ASSIGNED TASK:
Transcribe everything from "Earlier this year, the" down to "School of Neuroscience." in the article on fluid flow in the brain below.

PASSAGE:
***

Fluid flow in the brain: Sorting the good and the bad
Ian Kimbrough, an assistant professor in the School of Neuroscience, specializing in live in vivo imaging, Dr. Kimbrough uses multi-channel multi-photon laser scanning microscopy to investigate cerebral vasculature biology and pathology in various neurological disease models, including brain tumors and Alzheimer’s disease.
“Glioblastoma, which is what John McCain had, is one of the more deadly diseases,” Kimbrough said. “Like Alzheimer’s disease, with our current standard of care, there’s not much we can do once it’s diagnosed.”
Munson, an associate professor at the Fralin Biomedical Research Institute at VTC, specializes in how the fluid surrounding a tumor moves, particularly brain tumors. She came to Virginia Tech from the University of Virginia two years ago as an associate professor in the Department of Biomedical Engineering and Mechanics in the College of Engineering, and moved her laboratory to Roanoke this summer.
“In brain cancer,” Munson explained, “that fluid flow is increased, and that increased flow can drive tumor cells to move away from the tumor.”
Those cells then form “satellite tumors,” making it nearly impossible for a surgeon to remove all the cancerous cells.
In a person with Alzheimer’s, instead of fluid flow increasing, it decreases – and scientists believe that certain proteins that cause Alzheimer’s disease accumulate instead of being carried away by the fluid.
Earlier this year, the National Cancer Institute, part of the National Institutes of Health, extended a grant awarded to Munson for research on “Interstitial fluid flow in Alzheimer’s Disease Progression” and funded the research with an additional $250,000. Munson is the principal investigator, teaming with Kimbrough and Michelle Olsen, associate professor and director of graduate studies in the School of Neuroscience.

***

Records taken from a dataset:
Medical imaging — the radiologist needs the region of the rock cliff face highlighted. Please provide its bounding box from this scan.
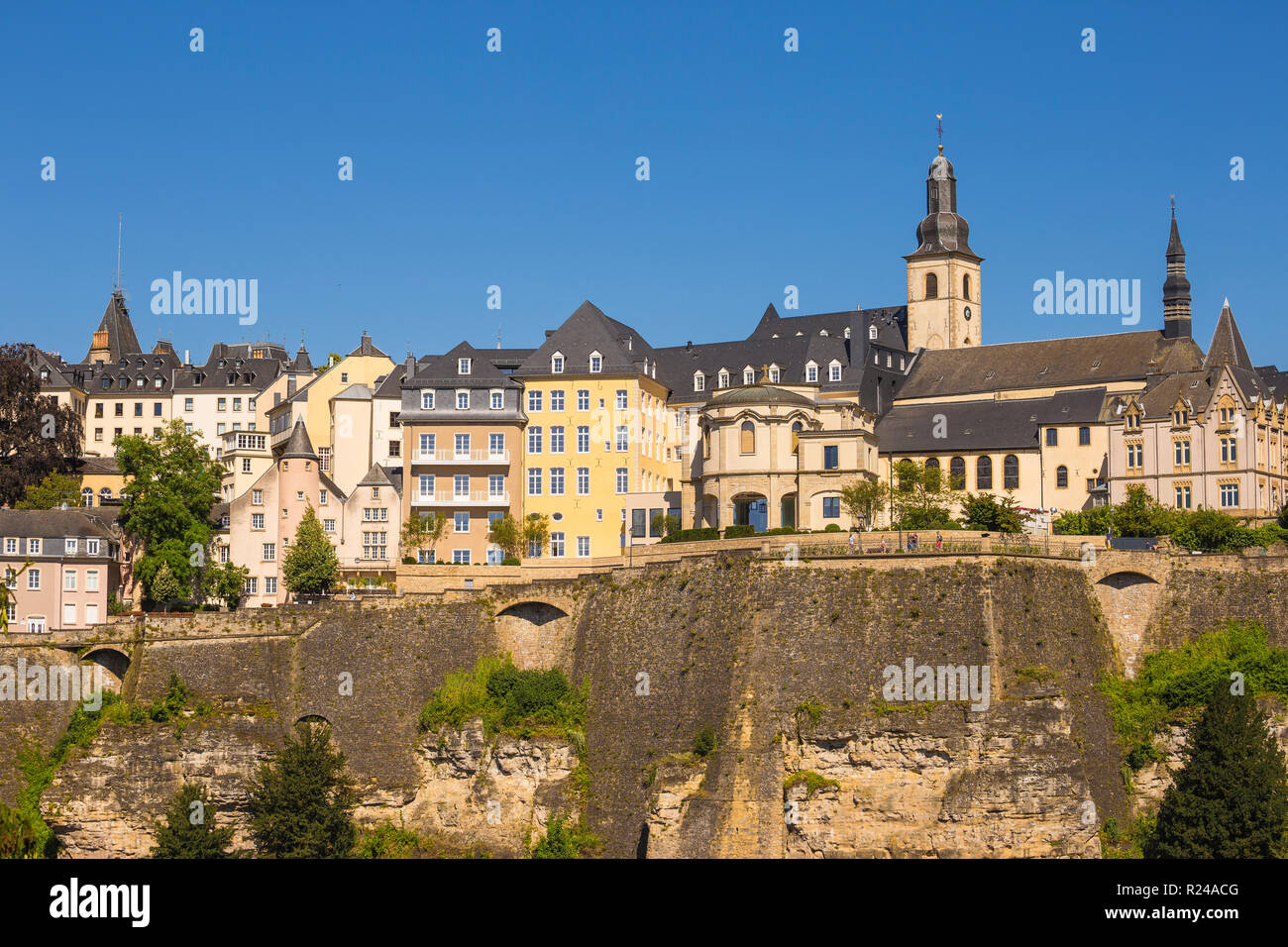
[10,561,1288,858]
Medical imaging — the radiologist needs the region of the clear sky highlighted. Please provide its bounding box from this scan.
[0,3,1288,365]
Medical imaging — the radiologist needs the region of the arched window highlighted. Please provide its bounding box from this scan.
[975,458,993,489]
[948,458,966,489]
[1002,454,1020,489]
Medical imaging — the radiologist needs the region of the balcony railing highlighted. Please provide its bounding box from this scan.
[412,450,510,464]
[411,489,510,506]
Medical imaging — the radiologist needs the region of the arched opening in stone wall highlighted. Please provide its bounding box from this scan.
[85,648,130,693]
[496,601,572,670]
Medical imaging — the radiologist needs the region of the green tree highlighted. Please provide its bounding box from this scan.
[1145,681,1288,858]
[486,513,523,559]
[149,562,183,611]
[248,723,358,858]
[962,493,1024,532]
[894,458,957,530]
[402,513,451,558]
[16,471,85,510]
[152,783,233,858]
[115,421,224,600]
[0,343,84,505]
[523,513,550,552]
[282,504,340,595]
[841,476,889,526]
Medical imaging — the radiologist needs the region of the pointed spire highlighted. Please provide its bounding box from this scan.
[1163,202,1192,339]
[1203,296,1252,369]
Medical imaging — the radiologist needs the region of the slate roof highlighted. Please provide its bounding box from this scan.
[899,329,1203,398]
[876,388,1105,455]
[1203,299,1252,368]
[84,290,143,365]
[514,300,656,377]
[0,506,116,540]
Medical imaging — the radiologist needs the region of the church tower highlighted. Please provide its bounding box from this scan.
[905,145,983,349]
[1163,207,1192,339]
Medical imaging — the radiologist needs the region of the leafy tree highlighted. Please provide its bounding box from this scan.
[0,343,84,505]
[149,562,183,608]
[486,513,523,559]
[152,783,233,858]
[402,513,451,556]
[16,471,85,510]
[1145,681,1288,858]
[962,493,1024,532]
[116,421,223,600]
[248,723,358,858]
[841,476,889,526]
[523,513,550,559]
[282,504,340,595]
[894,458,957,530]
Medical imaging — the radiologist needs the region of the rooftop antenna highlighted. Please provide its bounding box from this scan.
[112,214,125,290]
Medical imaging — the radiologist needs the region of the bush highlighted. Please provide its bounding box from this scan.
[693,724,716,756]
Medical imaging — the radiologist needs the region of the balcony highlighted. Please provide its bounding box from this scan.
[412,450,510,464]
[411,489,510,506]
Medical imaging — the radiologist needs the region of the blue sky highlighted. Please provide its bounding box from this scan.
[0,3,1288,364]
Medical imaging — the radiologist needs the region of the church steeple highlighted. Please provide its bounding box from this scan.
[1163,197,1192,339]
[905,127,983,351]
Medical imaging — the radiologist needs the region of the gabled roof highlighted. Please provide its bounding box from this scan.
[514,300,654,377]
[345,333,389,359]
[85,290,143,365]
[899,329,1203,398]
[1203,299,1252,368]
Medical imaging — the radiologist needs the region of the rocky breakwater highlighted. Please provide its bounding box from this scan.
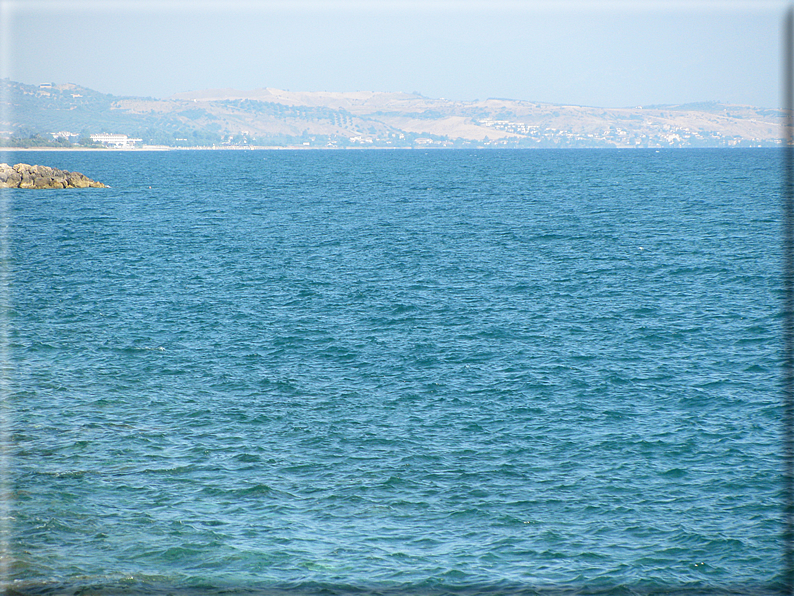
[0,163,105,188]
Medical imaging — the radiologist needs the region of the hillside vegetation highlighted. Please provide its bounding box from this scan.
[0,79,782,147]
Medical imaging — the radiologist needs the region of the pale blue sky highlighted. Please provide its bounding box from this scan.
[0,0,788,107]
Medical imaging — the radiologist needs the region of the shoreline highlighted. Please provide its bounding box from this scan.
[0,145,782,154]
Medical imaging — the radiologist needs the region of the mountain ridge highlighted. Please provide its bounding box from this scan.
[0,79,783,148]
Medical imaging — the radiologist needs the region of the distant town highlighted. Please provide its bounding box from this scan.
[0,79,783,150]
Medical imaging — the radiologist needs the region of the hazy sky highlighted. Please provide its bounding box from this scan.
[0,0,788,107]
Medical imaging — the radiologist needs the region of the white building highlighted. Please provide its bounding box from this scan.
[91,133,142,149]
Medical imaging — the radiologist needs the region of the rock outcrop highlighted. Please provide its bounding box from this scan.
[0,163,105,188]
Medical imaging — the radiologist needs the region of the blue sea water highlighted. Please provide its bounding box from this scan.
[0,149,783,594]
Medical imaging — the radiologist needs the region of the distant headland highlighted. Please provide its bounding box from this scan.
[0,79,784,150]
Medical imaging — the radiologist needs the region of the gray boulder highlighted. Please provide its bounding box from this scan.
[0,163,105,189]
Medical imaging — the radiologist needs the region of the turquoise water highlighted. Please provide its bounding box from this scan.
[0,149,782,594]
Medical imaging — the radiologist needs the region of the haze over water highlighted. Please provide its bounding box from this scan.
[6,149,782,593]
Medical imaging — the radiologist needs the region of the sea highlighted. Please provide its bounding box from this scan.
[0,149,785,596]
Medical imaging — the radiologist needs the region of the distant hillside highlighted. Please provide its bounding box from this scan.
[0,79,782,147]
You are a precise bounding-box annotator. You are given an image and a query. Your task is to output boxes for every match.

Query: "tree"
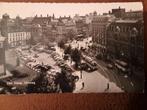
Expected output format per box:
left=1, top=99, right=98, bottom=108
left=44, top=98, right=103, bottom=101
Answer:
left=71, top=48, right=81, bottom=68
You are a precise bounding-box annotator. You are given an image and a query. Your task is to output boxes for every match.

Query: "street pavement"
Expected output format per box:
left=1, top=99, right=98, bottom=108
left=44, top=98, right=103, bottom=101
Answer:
left=74, top=71, right=123, bottom=93
left=56, top=40, right=123, bottom=93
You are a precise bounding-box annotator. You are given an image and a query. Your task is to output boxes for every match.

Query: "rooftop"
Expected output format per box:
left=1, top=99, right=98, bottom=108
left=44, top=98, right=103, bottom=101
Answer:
left=115, top=19, right=138, bottom=23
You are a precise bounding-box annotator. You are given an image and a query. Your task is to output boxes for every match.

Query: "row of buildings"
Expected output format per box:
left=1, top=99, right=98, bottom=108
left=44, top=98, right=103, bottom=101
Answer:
left=0, top=12, right=96, bottom=47
left=91, top=7, right=144, bottom=75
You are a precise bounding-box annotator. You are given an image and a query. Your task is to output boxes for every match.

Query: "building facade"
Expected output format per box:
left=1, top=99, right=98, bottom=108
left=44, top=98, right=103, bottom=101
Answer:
left=92, top=15, right=114, bottom=57
left=1, top=14, right=31, bottom=48
left=0, top=34, right=6, bottom=76
left=107, top=20, right=144, bottom=73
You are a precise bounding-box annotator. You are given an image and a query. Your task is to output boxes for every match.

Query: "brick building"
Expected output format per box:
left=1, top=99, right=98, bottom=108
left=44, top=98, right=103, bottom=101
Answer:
left=1, top=14, right=31, bottom=48
left=92, top=15, right=115, bottom=57
left=107, top=20, right=144, bottom=75
left=0, top=34, right=6, bottom=76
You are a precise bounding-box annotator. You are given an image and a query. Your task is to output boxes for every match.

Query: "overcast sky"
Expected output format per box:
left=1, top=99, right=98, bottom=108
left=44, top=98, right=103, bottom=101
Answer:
left=0, top=2, right=143, bottom=18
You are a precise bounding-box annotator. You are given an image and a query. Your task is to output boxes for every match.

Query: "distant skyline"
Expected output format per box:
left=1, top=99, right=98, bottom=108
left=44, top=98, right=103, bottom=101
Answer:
left=0, top=2, right=143, bottom=18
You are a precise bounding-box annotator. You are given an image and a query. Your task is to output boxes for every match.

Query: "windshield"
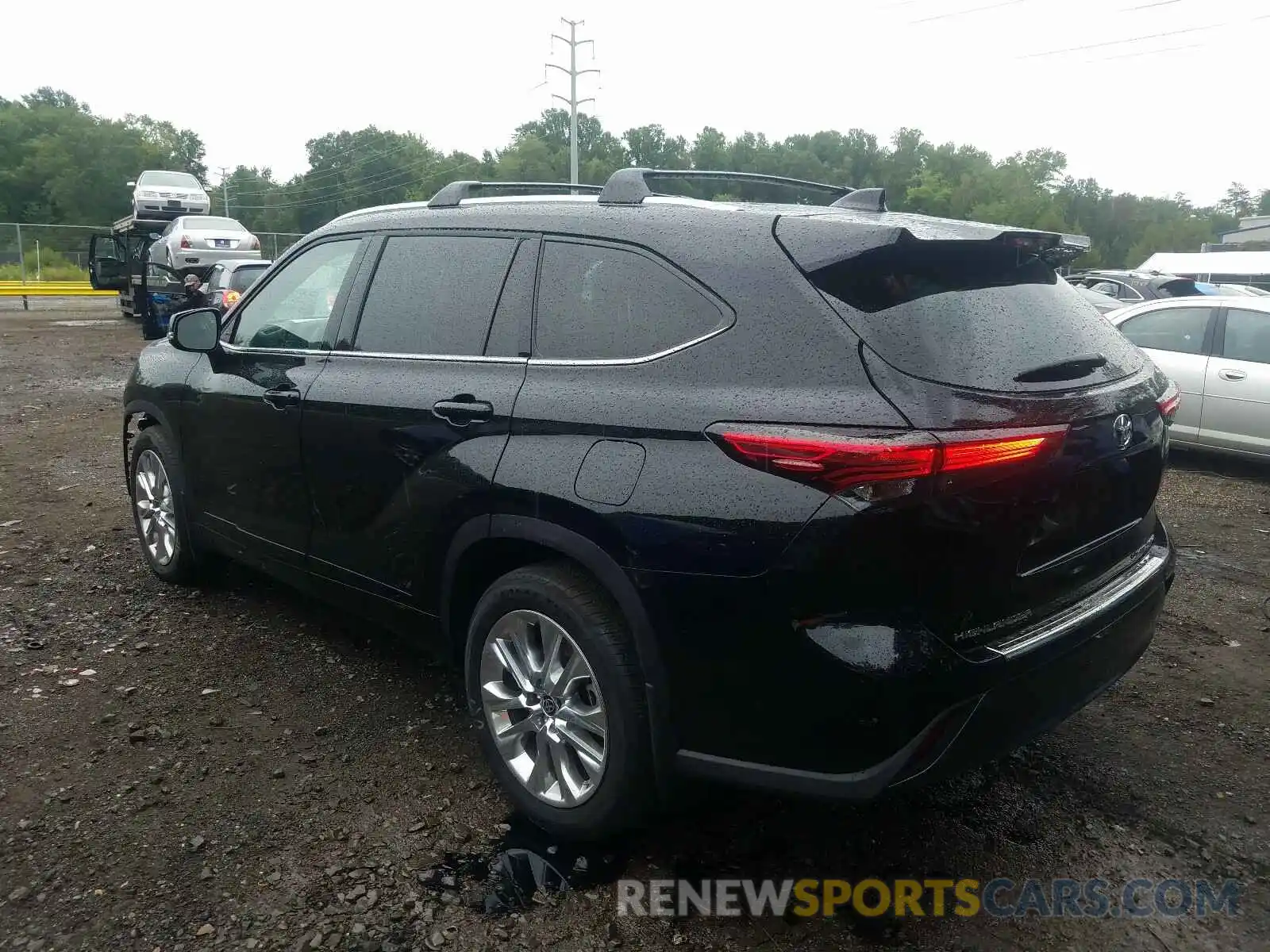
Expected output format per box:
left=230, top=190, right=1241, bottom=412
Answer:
left=137, top=171, right=203, bottom=190
left=182, top=214, right=246, bottom=231
left=230, top=264, right=265, bottom=292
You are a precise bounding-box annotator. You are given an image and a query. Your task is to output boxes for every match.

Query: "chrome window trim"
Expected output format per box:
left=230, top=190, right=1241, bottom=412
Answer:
left=986, top=546, right=1168, bottom=658
left=221, top=343, right=529, bottom=363
left=529, top=321, right=735, bottom=367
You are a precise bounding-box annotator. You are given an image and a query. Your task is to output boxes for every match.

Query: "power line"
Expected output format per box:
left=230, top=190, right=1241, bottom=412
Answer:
left=548, top=17, right=599, bottom=186
left=1016, top=14, right=1254, bottom=60
left=910, top=0, right=1027, bottom=25
left=1105, top=43, right=1204, bottom=60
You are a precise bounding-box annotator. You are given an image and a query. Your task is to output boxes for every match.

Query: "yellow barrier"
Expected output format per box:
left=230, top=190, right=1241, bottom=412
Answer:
left=0, top=281, right=118, bottom=297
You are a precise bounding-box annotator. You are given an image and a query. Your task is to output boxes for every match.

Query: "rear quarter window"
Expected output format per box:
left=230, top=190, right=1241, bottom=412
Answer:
left=533, top=240, right=725, bottom=360
left=808, top=246, right=1141, bottom=392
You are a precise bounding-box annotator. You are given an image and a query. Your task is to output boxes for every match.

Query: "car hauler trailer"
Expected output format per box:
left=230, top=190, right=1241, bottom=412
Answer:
left=87, top=214, right=183, bottom=340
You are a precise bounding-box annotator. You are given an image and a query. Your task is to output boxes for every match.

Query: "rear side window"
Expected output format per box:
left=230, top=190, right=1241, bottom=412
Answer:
left=353, top=235, right=517, bottom=355
left=1222, top=307, right=1270, bottom=363
left=808, top=240, right=1141, bottom=392
left=229, top=268, right=264, bottom=294
left=1120, top=307, right=1213, bottom=354
left=533, top=241, right=724, bottom=360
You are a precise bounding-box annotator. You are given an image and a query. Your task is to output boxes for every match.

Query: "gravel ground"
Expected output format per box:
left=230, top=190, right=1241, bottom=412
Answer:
left=0, top=309, right=1270, bottom=952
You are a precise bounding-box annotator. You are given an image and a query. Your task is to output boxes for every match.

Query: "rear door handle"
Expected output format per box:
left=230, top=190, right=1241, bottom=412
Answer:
left=432, top=397, right=494, bottom=427
left=260, top=387, right=300, bottom=410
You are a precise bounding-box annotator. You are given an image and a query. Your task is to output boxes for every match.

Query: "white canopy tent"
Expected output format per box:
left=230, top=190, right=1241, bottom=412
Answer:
left=1139, top=251, right=1270, bottom=284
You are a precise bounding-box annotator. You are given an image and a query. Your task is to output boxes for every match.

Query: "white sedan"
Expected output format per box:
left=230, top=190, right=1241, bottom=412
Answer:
left=150, top=214, right=260, bottom=274
left=1106, top=297, right=1270, bottom=459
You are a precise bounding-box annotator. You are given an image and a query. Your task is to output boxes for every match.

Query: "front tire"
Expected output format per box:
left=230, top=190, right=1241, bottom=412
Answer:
left=466, top=562, right=654, bottom=839
left=129, top=427, right=197, bottom=584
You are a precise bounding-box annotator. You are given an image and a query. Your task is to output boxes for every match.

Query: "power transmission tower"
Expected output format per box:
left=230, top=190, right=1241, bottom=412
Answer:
left=548, top=17, right=599, bottom=186
left=220, top=165, right=230, bottom=218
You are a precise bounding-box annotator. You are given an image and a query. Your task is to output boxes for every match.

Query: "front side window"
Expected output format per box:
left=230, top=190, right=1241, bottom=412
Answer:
left=231, top=239, right=360, bottom=351
left=1222, top=307, right=1270, bottom=363
left=353, top=235, right=517, bottom=355
left=1120, top=307, right=1213, bottom=354
left=533, top=241, right=722, bottom=360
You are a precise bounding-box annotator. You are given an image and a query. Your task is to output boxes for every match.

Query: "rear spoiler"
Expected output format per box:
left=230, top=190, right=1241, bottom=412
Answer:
left=775, top=211, right=1092, bottom=273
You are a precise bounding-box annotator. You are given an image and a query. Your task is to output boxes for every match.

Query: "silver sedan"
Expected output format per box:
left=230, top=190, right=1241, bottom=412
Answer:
left=1107, top=297, right=1270, bottom=459
left=150, top=214, right=260, bottom=274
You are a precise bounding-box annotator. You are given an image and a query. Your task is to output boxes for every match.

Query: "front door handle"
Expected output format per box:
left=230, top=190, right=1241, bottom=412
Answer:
left=432, top=395, right=494, bottom=427
left=260, top=387, right=300, bottom=410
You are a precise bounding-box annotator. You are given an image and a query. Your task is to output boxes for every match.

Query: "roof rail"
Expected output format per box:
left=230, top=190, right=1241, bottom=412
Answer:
left=830, top=188, right=887, bottom=212
left=599, top=169, right=853, bottom=205
left=428, top=182, right=602, bottom=208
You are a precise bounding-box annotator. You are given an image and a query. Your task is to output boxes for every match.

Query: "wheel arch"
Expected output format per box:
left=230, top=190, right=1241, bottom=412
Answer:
left=123, top=398, right=180, bottom=497
left=437, top=512, right=675, bottom=791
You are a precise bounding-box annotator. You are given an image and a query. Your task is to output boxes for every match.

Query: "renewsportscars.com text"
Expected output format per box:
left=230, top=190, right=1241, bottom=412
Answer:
left=618, top=877, right=1243, bottom=919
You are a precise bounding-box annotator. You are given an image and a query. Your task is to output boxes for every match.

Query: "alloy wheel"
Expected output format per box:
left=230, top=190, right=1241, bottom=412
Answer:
left=133, top=449, right=176, bottom=565
left=480, top=609, right=608, bottom=808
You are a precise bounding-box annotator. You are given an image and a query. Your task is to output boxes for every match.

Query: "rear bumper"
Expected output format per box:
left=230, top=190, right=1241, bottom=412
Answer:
left=675, top=527, right=1175, bottom=800
left=171, top=248, right=260, bottom=271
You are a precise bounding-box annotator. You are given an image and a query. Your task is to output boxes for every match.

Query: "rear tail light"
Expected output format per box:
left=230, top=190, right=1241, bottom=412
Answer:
left=1156, top=381, right=1183, bottom=424
left=707, top=424, right=1067, bottom=500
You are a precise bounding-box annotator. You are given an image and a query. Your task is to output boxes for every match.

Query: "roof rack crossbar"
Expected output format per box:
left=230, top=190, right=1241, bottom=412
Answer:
left=599, top=169, right=855, bottom=205
left=830, top=188, right=887, bottom=212
left=428, top=180, right=602, bottom=208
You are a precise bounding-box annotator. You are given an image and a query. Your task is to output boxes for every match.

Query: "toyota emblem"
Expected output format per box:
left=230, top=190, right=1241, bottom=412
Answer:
left=1111, top=414, right=1133, bottom=449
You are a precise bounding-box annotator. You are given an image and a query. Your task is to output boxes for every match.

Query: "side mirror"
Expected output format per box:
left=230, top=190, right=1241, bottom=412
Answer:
left=167, top=307, right=221, bottom=354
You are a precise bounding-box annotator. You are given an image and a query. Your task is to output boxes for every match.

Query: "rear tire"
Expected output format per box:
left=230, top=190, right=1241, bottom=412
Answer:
left=465, top=562, right=656, bottom=839
left=129, top=427, right=199, bottom=584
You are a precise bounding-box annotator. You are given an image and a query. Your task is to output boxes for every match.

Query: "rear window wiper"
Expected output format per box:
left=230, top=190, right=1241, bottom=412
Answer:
left=1014, top=354, right=1107, bottom=383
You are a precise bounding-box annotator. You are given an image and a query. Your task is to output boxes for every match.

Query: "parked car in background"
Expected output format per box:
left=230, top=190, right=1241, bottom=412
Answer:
left=1195, top=281, right=1270, bottom=297
left=203, top=259, right=273, bottom=313
left=1067, top=271, right=1200, bottom=303
left=1072, top=284, right=1124, bottom=313
left=129, top=169, right=212, bottom=221
left=150, top=214, right=260, bottom=274
left=122, top=169, right=1176, bottom=838
left=1107, top=296, right=1270, bottom=459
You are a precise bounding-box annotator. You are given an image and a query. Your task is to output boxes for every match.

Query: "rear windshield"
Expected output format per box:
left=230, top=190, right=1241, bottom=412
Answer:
left=230, top=265, right=264, bottom=292
left=137, top=171, right=202, bottom=188
left=808, top=241, right=1141, bottom=391
left=182, top=214, right=246, bottom=231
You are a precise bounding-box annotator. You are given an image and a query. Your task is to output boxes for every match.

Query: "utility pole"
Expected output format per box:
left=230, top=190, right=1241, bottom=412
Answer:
left=548, top=17, right=599, bottom=186
left=221, top=165, right=230, bottom=218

***

RESULT BELOW:
Earlier this year, the National Cancer Institute, part of the National Institutes of Health, extended a grant awarded to Munson for research on “Interstitial fluid flow in Alzheimer’s Disease Progression” and funded the research with an additional $250,000. Munson is the principal investigator, teaming with Kimbrough and Michelle Olsen, associate professor and director of graduate studies in the School of Neuroscience.